What you have to do
From the records below, copy each line in which the string "tree" occurs.

++++

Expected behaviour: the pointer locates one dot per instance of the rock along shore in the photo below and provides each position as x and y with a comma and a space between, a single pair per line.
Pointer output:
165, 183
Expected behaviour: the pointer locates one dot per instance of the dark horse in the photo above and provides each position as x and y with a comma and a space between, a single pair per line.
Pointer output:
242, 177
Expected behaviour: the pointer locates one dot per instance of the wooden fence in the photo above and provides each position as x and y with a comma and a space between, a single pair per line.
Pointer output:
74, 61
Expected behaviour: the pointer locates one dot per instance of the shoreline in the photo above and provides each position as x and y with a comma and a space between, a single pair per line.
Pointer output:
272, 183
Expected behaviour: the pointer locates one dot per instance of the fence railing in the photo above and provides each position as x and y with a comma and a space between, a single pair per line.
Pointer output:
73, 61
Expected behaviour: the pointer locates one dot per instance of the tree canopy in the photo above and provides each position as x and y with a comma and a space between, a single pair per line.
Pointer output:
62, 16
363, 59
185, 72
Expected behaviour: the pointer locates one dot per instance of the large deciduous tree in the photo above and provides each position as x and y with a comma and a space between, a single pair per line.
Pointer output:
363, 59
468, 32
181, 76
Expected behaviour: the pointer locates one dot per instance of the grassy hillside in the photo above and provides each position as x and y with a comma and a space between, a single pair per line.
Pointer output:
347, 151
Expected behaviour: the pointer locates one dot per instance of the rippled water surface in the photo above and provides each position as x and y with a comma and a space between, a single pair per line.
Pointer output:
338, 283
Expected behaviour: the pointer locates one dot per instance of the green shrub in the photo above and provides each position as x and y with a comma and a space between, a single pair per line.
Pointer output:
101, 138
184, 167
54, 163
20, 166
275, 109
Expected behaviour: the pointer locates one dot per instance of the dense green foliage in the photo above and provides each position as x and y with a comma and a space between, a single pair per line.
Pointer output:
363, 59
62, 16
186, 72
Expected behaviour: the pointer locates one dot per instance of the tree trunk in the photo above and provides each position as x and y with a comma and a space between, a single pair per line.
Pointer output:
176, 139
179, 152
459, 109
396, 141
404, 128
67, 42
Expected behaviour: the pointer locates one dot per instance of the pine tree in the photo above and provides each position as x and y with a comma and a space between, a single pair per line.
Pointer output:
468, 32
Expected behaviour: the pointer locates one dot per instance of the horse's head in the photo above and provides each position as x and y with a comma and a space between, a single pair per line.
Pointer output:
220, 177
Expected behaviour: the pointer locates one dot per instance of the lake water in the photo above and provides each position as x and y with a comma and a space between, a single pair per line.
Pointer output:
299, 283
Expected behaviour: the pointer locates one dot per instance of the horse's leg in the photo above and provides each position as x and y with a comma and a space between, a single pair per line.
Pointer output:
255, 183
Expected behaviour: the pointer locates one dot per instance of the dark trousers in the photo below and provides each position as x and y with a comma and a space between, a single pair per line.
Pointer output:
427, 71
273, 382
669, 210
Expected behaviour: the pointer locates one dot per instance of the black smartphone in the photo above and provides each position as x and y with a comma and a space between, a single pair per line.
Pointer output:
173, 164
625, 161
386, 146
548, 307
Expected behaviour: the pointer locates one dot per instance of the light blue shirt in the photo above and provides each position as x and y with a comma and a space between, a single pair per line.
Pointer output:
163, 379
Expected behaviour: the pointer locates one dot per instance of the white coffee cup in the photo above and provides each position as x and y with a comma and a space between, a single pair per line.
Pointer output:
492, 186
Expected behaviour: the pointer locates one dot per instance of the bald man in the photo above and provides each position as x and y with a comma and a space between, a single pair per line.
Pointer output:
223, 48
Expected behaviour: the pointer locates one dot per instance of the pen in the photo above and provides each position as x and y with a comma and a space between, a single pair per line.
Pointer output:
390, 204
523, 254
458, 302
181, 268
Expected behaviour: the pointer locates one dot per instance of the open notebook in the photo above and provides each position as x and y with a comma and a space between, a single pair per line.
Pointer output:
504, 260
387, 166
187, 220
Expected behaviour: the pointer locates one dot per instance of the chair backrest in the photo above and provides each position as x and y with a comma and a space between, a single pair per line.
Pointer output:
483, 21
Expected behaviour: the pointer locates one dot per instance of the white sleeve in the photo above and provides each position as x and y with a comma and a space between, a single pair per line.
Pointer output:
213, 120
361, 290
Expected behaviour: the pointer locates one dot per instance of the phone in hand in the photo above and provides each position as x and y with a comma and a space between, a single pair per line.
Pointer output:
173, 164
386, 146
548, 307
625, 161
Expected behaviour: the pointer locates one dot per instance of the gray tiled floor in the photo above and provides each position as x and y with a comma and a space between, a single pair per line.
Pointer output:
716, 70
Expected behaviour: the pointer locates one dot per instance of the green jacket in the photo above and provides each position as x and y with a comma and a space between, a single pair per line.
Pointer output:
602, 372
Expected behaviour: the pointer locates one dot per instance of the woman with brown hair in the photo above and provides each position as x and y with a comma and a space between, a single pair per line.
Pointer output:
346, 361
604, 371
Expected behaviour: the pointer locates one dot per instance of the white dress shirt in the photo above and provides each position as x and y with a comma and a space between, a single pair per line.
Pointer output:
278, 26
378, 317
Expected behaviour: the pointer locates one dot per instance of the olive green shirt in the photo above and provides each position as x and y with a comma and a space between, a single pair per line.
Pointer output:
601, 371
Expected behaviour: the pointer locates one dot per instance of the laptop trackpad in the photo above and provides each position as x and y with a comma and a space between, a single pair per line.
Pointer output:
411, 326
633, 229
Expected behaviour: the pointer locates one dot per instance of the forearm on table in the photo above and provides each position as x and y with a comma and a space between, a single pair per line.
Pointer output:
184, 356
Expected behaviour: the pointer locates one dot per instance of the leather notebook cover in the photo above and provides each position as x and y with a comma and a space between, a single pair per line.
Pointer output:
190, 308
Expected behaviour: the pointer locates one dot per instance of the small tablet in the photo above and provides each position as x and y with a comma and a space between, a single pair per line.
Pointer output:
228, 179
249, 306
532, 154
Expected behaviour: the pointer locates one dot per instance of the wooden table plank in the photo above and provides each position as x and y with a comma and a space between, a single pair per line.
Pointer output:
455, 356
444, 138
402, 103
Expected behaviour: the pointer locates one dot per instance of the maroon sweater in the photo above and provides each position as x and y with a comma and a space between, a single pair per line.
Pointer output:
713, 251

++++

Output for this task
Expected behaviour: the pointer locates one dot per instance of the tree canopy in the photo above and provides each position as x and y with a comma and a space between, a single pair per line.
Expected behaviour: the pointer locates one dot per instance of the large deciduous tree in the photo above and provides each position as x and y with a comma and a space between, a single pair per line.
Expected behaviour: the pointer locates one dot per instance of the tree trunk in the photo above and provides each position as x and y with a comma and a space between, a single pair per line.
Expected behaviour: the pointer locates one dot per instance of the pine tree in the photo above and provides each position as x and y with a comma and a space between, a single pair per line.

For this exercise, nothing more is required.